## Required task:
Return all of the records below verbatim, omitting the pictures.

## Stored data:

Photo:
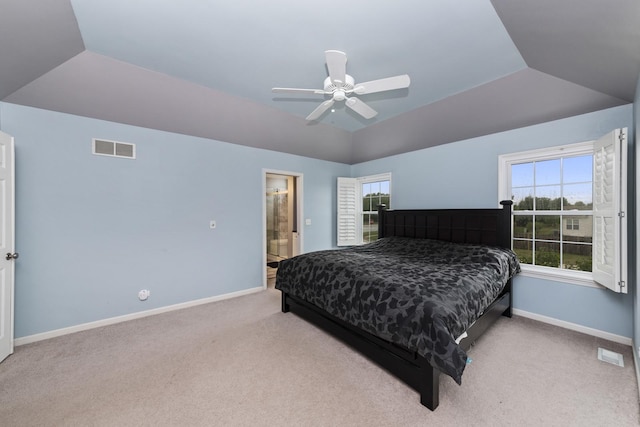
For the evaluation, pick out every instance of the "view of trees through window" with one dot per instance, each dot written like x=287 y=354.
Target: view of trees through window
x=553 y=212
x=373 y=194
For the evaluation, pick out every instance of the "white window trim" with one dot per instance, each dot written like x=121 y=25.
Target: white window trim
x=349 y=219
x=505 y=162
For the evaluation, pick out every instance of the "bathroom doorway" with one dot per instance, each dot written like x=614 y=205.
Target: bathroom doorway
x=282 y=213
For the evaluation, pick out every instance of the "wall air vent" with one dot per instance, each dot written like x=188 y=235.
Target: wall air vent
x=102 y=147
x=610 y=357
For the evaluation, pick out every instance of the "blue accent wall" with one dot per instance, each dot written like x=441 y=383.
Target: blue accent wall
x=93 y=230
x=465 y=174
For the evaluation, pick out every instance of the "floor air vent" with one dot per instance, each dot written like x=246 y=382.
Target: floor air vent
x=610 y=357
x=102 y=147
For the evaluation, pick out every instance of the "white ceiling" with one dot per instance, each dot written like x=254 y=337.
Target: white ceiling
x=206 y=68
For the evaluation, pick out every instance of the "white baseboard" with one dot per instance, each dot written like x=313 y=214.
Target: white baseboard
x=113 y=320
x=575 y=327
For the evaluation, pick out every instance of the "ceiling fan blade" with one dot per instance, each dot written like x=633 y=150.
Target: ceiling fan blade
x=320 y=110
x=390 y=83
x=337 y=66
x=361 y=108
x=296 y=90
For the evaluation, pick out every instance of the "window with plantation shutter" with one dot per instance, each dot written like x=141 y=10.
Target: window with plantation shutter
x=348 y=196
x=358 y=200
x=609 y=209
x=569 y=206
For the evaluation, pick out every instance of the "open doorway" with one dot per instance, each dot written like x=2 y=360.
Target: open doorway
x=282 y=211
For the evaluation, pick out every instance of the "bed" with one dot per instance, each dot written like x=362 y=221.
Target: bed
x=415 y=300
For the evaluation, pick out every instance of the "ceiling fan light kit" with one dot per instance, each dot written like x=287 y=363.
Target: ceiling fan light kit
x=339 y=85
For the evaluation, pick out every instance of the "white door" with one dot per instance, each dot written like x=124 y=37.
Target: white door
x=7 y=254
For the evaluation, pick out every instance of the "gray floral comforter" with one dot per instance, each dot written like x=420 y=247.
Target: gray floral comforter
x=420 y=294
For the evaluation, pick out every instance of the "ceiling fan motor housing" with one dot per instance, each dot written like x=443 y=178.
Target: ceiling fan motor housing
x=339 y=89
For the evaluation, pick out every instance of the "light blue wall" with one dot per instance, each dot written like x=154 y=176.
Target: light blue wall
x=92 y=230
x=636 y=190
x=465 y=174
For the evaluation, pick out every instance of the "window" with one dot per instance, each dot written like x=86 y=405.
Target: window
x=565 y=224
x=358 y=200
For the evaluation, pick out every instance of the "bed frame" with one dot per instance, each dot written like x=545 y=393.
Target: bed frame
x=478 y=226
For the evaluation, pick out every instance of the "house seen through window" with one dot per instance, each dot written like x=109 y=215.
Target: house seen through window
x=569 y=203
x=551 y=198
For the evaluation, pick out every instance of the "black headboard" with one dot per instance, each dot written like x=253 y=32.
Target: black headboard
x=490 y=227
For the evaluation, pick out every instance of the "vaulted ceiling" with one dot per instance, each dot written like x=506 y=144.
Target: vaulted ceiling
x=206 y=68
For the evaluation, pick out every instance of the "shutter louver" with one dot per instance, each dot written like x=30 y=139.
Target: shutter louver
x=609 y=264
x=347 y=211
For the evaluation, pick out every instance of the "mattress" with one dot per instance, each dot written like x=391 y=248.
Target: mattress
x=420 y=294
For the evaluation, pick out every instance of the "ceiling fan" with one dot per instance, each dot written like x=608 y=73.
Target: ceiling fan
x=339 y=85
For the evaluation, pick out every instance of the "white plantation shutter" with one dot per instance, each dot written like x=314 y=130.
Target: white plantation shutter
x=348 y=198
x=609 y=211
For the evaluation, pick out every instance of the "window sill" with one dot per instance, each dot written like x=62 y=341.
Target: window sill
x=572 y=277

## Answer:
Photo:
For the evaluation, pick out every instance of the "view of trees through window" with one dot per instance, each dot written like x=287 y=354.
Target: view of trees through window
x=553 y=212
x=373 y=194
For the evaluation, pick out every instance of the "white window trim" with one dot per instance, each dot written like x=121 y=25.
Target: white window trim
x=349 y=219
x=505 y=162
For the evaluation, pick out every instance of the "bathroom doorway" with one dot per instance, each dot written like x=614 y=205.
Target: bathroom doorway
x=282 y=213
For the evaluation, pick out every instance of the "wall air vent" with one dot per instance, each dot written like x=188 y=235.
Target: wall air vent
x=102 y=147
x=610 y=357
For the evaluation, pick out every instance of the "blue accent wall" with one dot per instance, each dot written like x=441 y=383.
Target: blue accent wall
x=93 y=230
x=465 y=174
For the evaluation, pick out every instance of the "floor air vent" with one dot per instance, each dot written like x=246 y=382.
Target: floor air vent
x=610 y=357
x=102 y=147
For the evaluation, pick out every instance of the "white ceiling" with one dot per instance, each dot written like x=254 y=337.
Target: white ceiling
x=206 y=68
For the evaluation, pick out every instance of the "white baseboard" with one dot per instance, each dot written like x=313 y=214.
Target: white baseboard
x=113 y=320
x=575 y=327
For the evaluation, pick out every instance of the "ceiling fan blade" with one dot per instance, each dot written like x=633 y=150.
Target: ceiling fan blade
x=320 y=110
x=390 y=83
x=337 y=66
x=361 y=108
x=296 y=90
For the evaluation, pick out every instance of the "window with plantation shutter" with one dot per instance, each dot written like x=141 y=10.
Target: window with plantation shutter
x=348 y=196
x=358 y=200
x=609 y=209
x=569 y=206
For the evaluation, pick out every instance of the "open doorway" with one dot per instance, each dot written like x=2 y=360.
Target: open doorway
x=282 y=211
For the evaluation, pick out every instance of the "bed" with one dot per instance, each dot written like x=362 y=221.
Target: bed
x=415 y=300
For the evaluation, pick out every instance of the "ceiling fan light kit" with one dot per instance, each dot written like x=287 y=363.
Target: ceiling fan light kit
x=339 y=85
For the evaluation, pick out every instance of the "white door" with one dot per instance, each dot written like x=124 y=37.
Target: white door
x=7 y=254
For the evaluation, pick out every instance of the "gray floral comforter" with one dot per instance, each dot written like x=420 y=247.
Target: gray floral comforter
x=420 y=294
For the evaluation, pick out every instance of the "ceiling fan motor housing" with one dot per instance, each dot written like x=443 y=178.
Target: ceiling fan motor housing
x=339 y=89
For the evaluation, pick out every instance of the "light blue wall" with one dot per instance, each dot written like x=154 y=176.
Target: light blue wall
x=92 y=230
x=636 y=190
x=465 y=174
For the evaluation, pick out every instance of the "window" with one dot per instance, each dot written like x=86 y=405.
Target: window
x=565 y=224
x=358 y=200
For the evaluation, pick out every instance of the "bed frame" with one dot per instance, each dot written like x=545 y=393.
Target: bed frame
x=478 y=226
For the evaluation, pick out every instance of the "house seen through window" with one dot per instance, each dot written like x=109 y=215.
Target: house seen through window
x=569 y=203
x=551 y=198
For the evaluation, pick out every instance of the "black headboard" with one dot per instance, each dot written like x=253 y=32.
Target: black headboard
x=490 y=227
For the evaluation, pick out every instance of the "vaulted ceiling" with one dot per instance, each dot written like x=506 y=144.
Target: vaulted ceiling
x=206 y=68
For the evaluation, pick out every instance of the "shutter louver" with one dot per instance, each dot written like x=30 y=139.
Target: shutter louver
x=609 y=264
x=347 y=211
For the evaluation, pick out every instance of the "mattress" with one dot per instance, each dot written like x=391 y=248.
Target: mattress
x=420 y=294
For the evaluation, pick out every instance of the "ceiling fan" with one dot per instance, each dot written like x=608 y=73.
Target: ceiling fan
x=339 y=85
For the evaluation, pick out every instance of the "white plantation shutter" with one dot per instance, each dot written like x=314 y=130.
Target: white plantation shutter
x=348 y=198
x=609 y=211
For the evaluation, pick out every instance of the "window sill" with one dot per instance, each dot written like x=62 y=341.
Target: window sill
x=572 y=277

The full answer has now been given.